[Object location annotation data]
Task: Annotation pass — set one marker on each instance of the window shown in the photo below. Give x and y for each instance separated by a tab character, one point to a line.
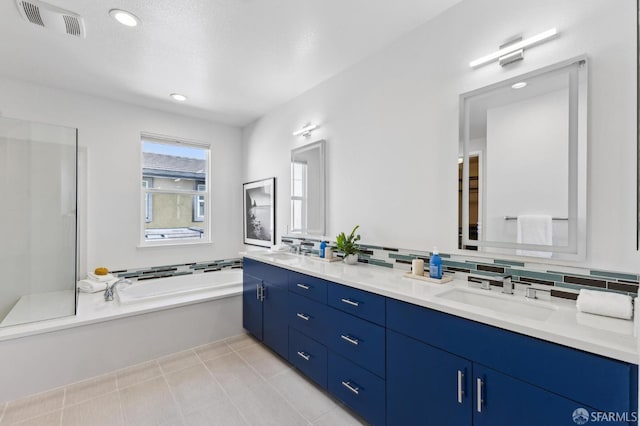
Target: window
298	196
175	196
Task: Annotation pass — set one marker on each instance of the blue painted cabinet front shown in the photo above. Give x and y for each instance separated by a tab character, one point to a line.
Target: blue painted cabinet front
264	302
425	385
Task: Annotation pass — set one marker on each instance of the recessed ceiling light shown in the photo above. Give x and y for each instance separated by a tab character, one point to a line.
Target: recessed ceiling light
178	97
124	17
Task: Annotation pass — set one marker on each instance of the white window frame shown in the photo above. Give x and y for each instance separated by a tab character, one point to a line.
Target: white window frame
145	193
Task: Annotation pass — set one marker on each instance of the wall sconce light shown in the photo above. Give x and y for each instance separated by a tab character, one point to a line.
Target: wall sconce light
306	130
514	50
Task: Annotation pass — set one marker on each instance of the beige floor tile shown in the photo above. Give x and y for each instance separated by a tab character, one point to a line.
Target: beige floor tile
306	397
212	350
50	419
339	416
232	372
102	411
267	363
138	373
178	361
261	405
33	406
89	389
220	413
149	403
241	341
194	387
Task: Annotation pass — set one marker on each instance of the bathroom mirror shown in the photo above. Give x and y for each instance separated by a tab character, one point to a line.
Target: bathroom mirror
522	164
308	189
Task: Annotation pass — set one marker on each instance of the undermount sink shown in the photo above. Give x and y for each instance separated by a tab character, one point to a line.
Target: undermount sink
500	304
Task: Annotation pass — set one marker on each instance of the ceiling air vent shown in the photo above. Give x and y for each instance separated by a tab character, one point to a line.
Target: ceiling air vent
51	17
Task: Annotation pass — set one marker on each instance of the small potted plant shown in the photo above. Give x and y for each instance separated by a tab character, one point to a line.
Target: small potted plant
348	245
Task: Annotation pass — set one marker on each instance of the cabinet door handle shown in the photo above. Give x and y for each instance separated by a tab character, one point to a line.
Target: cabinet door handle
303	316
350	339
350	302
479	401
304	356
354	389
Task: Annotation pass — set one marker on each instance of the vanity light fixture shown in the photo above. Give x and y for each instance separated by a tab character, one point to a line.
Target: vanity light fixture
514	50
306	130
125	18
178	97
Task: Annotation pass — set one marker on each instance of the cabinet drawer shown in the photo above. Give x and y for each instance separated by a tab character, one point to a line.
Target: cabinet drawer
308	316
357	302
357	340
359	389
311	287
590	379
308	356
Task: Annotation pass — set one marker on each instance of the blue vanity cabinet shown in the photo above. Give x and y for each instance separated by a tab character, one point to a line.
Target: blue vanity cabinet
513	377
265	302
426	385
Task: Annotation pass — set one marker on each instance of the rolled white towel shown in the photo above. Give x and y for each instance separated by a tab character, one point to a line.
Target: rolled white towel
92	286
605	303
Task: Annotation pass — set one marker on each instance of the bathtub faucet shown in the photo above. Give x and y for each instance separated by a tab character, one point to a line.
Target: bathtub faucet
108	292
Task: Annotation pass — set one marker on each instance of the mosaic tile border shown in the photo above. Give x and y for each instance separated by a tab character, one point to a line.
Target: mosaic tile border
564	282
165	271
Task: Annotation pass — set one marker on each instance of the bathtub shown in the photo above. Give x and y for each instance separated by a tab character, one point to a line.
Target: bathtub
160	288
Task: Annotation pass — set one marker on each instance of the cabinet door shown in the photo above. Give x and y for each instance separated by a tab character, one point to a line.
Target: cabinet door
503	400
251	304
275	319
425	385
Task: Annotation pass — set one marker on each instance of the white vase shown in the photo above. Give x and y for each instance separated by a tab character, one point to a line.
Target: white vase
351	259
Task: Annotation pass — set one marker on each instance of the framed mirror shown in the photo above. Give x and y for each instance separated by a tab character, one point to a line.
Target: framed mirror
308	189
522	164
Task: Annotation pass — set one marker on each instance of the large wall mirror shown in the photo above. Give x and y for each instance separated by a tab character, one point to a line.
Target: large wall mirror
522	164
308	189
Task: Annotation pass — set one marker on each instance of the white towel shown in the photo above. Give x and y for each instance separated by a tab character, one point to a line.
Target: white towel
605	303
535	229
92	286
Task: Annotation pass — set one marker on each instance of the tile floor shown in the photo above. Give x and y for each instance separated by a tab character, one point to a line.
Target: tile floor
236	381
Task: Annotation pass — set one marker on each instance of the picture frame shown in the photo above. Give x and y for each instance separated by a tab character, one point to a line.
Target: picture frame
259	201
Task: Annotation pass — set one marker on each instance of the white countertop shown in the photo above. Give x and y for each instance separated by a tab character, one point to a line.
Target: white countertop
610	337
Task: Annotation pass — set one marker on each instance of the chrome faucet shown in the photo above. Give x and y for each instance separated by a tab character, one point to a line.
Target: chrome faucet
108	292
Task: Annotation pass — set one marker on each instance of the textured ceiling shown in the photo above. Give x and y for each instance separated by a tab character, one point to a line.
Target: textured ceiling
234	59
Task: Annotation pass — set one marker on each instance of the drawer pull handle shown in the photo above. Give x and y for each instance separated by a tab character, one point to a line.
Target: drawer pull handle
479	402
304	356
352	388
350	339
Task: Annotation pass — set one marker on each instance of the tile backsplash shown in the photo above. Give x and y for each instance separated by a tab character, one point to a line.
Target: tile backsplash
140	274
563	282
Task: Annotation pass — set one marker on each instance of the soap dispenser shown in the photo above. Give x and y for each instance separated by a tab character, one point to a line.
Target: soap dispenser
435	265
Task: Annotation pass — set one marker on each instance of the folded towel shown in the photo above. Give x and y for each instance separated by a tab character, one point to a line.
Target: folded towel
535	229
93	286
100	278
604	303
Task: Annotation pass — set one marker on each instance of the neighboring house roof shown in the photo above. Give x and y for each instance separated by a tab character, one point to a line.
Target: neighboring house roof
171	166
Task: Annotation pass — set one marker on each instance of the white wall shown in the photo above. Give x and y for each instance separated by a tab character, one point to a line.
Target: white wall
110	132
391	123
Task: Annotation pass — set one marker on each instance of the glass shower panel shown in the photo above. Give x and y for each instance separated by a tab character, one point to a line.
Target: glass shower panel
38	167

_WHAT THE TASK REQUIRES_.
Send back the data above word for word, with the pictures left out.

_TASK OUTPUT_.
Task: Annotation pass — set one marker on each instance of the window shown in the photo below. Give x and y for each instance separated by a tab character, one point to a line.
Target: window
298	196
175	196
Task: Annotation pass — set one marker on each instance of the blue painted cabinet front shown in the photo above. Give x and y for each instance separated by a tab character, one point to a line.
Target: blue painted cabinet front
264	302
425	385
Task: Annotation pass — set one marker on each instance of the recessed ceiling light shown in the photo above. Give x and y for each instance separated by a tab character, one point to a line.
Target: recessed ceiling light
178	97
124	17
Task: Annotation pass — set one marker on each instance of the white window frame shown in the photo above. Give x and y for each instance separated by a tab character, one point to a line.
Target: white window frame
145	193
Task: Annotation pass — set one marker on each instance of the wall sconce light shown in the photo above. Give x and y for each instance separated by a tab character, one point to a line.
Target: wall sconce light
306	130
514	50
Task: Annotation pass — set one marker on each instance of the beige floor tile shown in the photo above. Give x and y for each instance separated by a tab character, one point to a line.
Target: beige floor tile
306	397
212	350
50	419
339	416
232	372
102	411
267	363
138	373
178	361
261	405
33	406
89	389
220	413
149	403
241	341
194	387
Task: Annotation pass — set one marker on each instance of the bathroom mirror shown in the photo above. Give x and y for each instance separated by a tab character, one point to a line.
Target: bathroom mirror
522	164
308	189
Task: Annotation pass — set one marker on each instance of the undermount sink shown in the photo above. Give x and y for each instance separated by a tab character, one point to a line.
Target: undermount sink
500	304
Task: Annotation pass — set one marker on each instance of the ceiling air vent shown in the photo above. Give x and y for each instance separated by a tab character, one point to a line.
Target: ceiling air vent
51	17
Task: Annotation pass — set one marker on each instance of the small potted plant shown in the photo above. Give x and y for each instance separated by a tab character, one point to a line.
Target: small potted plant
348	245
Task: Annotation pass — set one marker on each instance of the cabinet door handle shown in the photo above. Give x and y for each instance separated by a tab character, one point to a line.
Target: cabinet door handle
303	316
350	339
350	302
479	401
304	356
354	389
Task: Annotation pass — set one marker on each instance of the vanity light fixture shown in the photo above. Give x and y for each instance separated by a tab character, one point to a line.
Target: vanity light fixture
514	50
306	130
125	18
178	97
Task: Annotation pass — set one marker on each instance of the cabinet drawer shown in the photo above. Give x and y for each instance separated by a tab character, one point to a line.
Target: cabinet drawer
308	316
357	302
357	340
359	389
311	287
590	379
308	356
Task: Annotation pass — set one marker on each instance of the blue vanity cabinet shown in the photo above. Give x and y for each instance separated by a tab character, one point to a line.
Target: blue vanity cabinet
513	377
265	302
426	385
Task: Annotation pass — set one marker on each instance of the rolled white towel shown in the photo above. Give x and y for each instance separated by a tab character, one point to a line.
Target: rolled white towel
92	286
605	303
Task: Annotation pass — set one marker on each instance of the bathtub faucet shown in the photo above. Give x and y for each instance separated by a tab character, one point to a line.
Target: bathtub faucet
108	292
Task: Annotation pass — set one marker on each instance of the mosaic tile border shown in the photo above. Give x and y for each instance separated by a tab character, one point to a line.
Target: mosaic tile border
564	282
165	271
Task: Annotation pass — set one marker on each instance of the bathtub shown in the photo above. Give x and y for each instance separated by a tab character, one point to a line.
Target: bathtub
160	288
Task: Annotation pass — set one marker on each instance of the cabinet door shown in the photo above. Give x and y for each instance separated by a tab character, one point to a line.
Target: cabinet door
503	400
251	304
275	319
425	385
Task: Annotation pass — set one marker on each instance of the white vase shown in the photo above. Give x and y for each instance separated by a tab character, one point to a line.
Target: white vase
351	259
Task: Annotation pass — set one marker on each instance of the framed mirror shown in the photo above. Give x and y for each instance separated by a tab character, one point to a line.
Target: framed mirror
308	189
522	164
Task: Annotation pass — set one marker on each instance of the large wall mirror shown in the photo above. Give x and y for each instance separated by a tab character, one point to a line.
Target: large wall mirror
522	164
308	189
Task: Annotation pass — set one marker on each instance of the white towel shown in the photo above. Give x and y for each instance separated by a tab character, one point to a line.
Target: white towel
605	303
535	229
92	286
Task: Annotation pass — set one marker on each instance of the tile floor shown in the photo above. Give x and y for each instance separated by a tab character, one point to a line.
Target: tile floor
236	381
Task: Annotation pass — set one marker on each instance of the picture frame shown in the photo above. Give x and y for each instance separated by a tab character, one point to a line.
Target: picture frame
259	201
Task: Annotation pass — set one marker on each instance of the white countertop shown in the photo above. Give x and y for each instance separated by a tab character, one point to a line.
Target: white countertop
610	337
Task: Annotation pass — set one marker on each instance of the chrome faucet shown in the photo above. Give x and y for each instance separated by a tab character, one point to a line.
Target: chrome faucet
108	292
Task: Annotation pass — set one marker on each instance of the textured ceiling shown in the photo above. Give x and y for each instance separated by a tab character, one point to a line.
Target: textured ceiling
234	59
Task: Annotation pass — set one marker on each instance of the drawer pull handle shown in the photo above. Give x and y for each instance separated by a tab character, one point to a line.
Target: drawer pull handle
479	402
304	356
352	388
350	339
Task: Annotation pass — set one marker on each instance of the tile backsplash shown in the photo above. Give x and y for each instance separated by a tab character, one point to a line.
Target: tile backsplash
140	274
563	282
Task: Annotation pass — set one marker on each instance of the soap dispenser shown in the photo above. Give x and y for each instance separated by a tab character, one point to a line.
Target: soap dispenser
435	265
Task: Annotation pass — set one marker on each instance of the folded towel shown in the photo above. Give x and y for each instance separated by a tab character, one point to a line.
Target: folded towel
535	229
93	286
100	278
604	303
Task: Annotation pass — set one marker on each instance of the neighboring house roof shown in the photo above. Give x and y for each instance separated by a tab character, one point to a line.
Target: neighboring house roof
171	166
Task: Annotation pass — set one marker on each instance of the white wall shown in the photo above. Give x and y for each instance separated by a tab character, one point to a line.
Target: white wall
110	132
391	123
Task: Annotation pass — set one marker on each instance of the glass shower panel shown in the photo above. Give x and y for each instance separated by a tab character, one point to a line.
Target: glass shower panel
38	167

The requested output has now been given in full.